Quand on voit pour la première fois les ouvrages des castors, on ne peut s’empêcher d’admirer celui qui enseigna à une pauvre petite bête l’art des architectes de Babylone, et qui souvent envoie l’homme, si fier de son génie, à l’école d’un insecte.

Ces étonnantes créatures ont-elles rencontré un vallon où coule un ruisseau, elles barrent ce ruisseau par une chaussée ; l’eau monte et remplit bientôt l’intervalle qui se trouve entre les deux collines : c’est dans ce réservoir que les castors bâtissent leurs habitations. Détaillons la construction de la chaussée.

Des deux flancs opposés des collines qui forment la vallée commence un rang de palissades entrelacées de branches et revêtues de mortier. Ce premier rang est fortifié d’un second rang placé à quinze pieds en arrière du premier. L’espace entre les deux palissades est comblé avec de la terre.

▸ CONSIGNES DE L'EXERCICE:
1. Résumez en deux phrases l'extrait proposé sur les ouvrages des castors.
2. Prolongez le texte sur la chaussée des castors à la suite de sa dernière phrase.
Les enregistrements présentés ci-après proviennent d'une autre source.

Entrées de pointage et d'étiquetage:
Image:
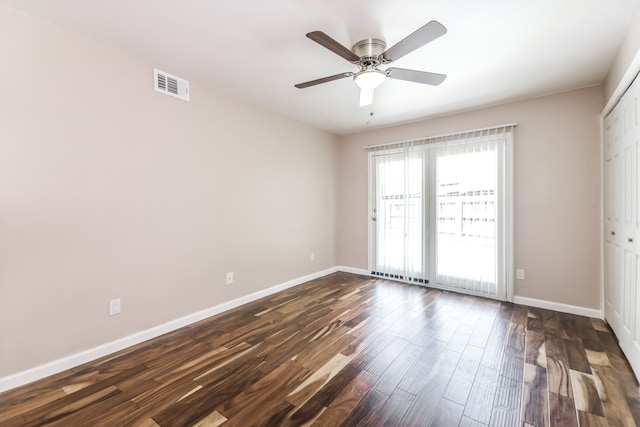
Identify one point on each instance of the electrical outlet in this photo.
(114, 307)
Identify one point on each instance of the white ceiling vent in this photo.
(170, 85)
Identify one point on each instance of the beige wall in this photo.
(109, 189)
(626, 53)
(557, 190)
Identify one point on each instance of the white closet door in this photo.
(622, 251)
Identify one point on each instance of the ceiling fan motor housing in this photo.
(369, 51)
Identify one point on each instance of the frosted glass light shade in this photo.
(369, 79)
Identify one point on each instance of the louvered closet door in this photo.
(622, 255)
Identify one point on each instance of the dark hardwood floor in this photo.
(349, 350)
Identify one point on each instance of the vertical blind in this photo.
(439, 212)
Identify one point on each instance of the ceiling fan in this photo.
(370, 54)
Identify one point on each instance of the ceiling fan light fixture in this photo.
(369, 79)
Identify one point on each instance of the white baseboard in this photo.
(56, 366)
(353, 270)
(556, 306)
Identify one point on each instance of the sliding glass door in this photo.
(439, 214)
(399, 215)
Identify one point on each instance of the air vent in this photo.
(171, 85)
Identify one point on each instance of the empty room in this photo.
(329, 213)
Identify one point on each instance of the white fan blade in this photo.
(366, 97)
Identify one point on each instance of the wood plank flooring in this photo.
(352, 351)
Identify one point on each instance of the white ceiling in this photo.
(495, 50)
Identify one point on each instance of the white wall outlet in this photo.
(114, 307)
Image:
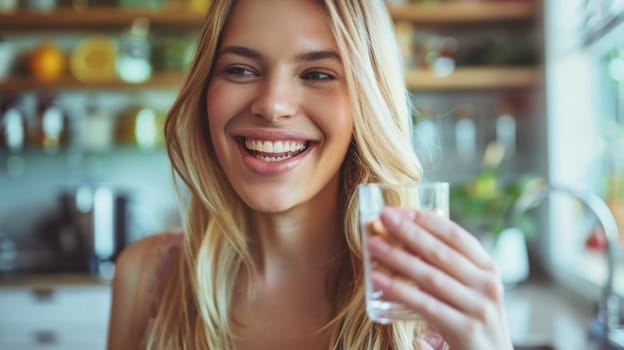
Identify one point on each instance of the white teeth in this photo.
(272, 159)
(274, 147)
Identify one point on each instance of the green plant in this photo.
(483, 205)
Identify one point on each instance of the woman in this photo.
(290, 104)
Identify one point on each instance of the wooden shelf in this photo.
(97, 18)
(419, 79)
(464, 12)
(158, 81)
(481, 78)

▸ CORRIGÉ DE L'EXERCICE:
1. Devant les ouvrages des castors, on ne peut qu'admirer celui qui a enseigné à une petite bête l'art des architectes de Babylone. Dans un vallon, ces animaux barrent le ruisseau par une chaussée, faite d'un rang de palissades entrelacées de branches et revêtues de mortier que double un second rang comblé de terre, puis ils bâtissent leurs habitations dans le réservoir ainsi formé.

2.
La levée continue de venir ainsi des deux côtés de la vallée, jusqu’à ce qu’il ne reste plus qu’une ouverture d’une vingtaine de pieds au centre ; mais à ce centre l’action du courant opérant dans toute son énergie, les ingénieurs changent de matériaux : ils renforcent le milieu de leurs substructions hydrauliques de troncs d’arbres entassés les uns sur les autres, et liés ensemble par un ciment semblable à celui des palissades. Souvent la digue entière a cent pieds de long, quinze de haut et douze de large à la base ; diminuant d’épaisseur dans une proportion mathématique à mesure qu’elle s’élève, elle n’a plus que trois pieds de surface au plan horizontal qui la termine.

Le côté de la chaussée opposé à l’eau se retire graduellement en talus ; le côté extérieur garde un parfait aplomb.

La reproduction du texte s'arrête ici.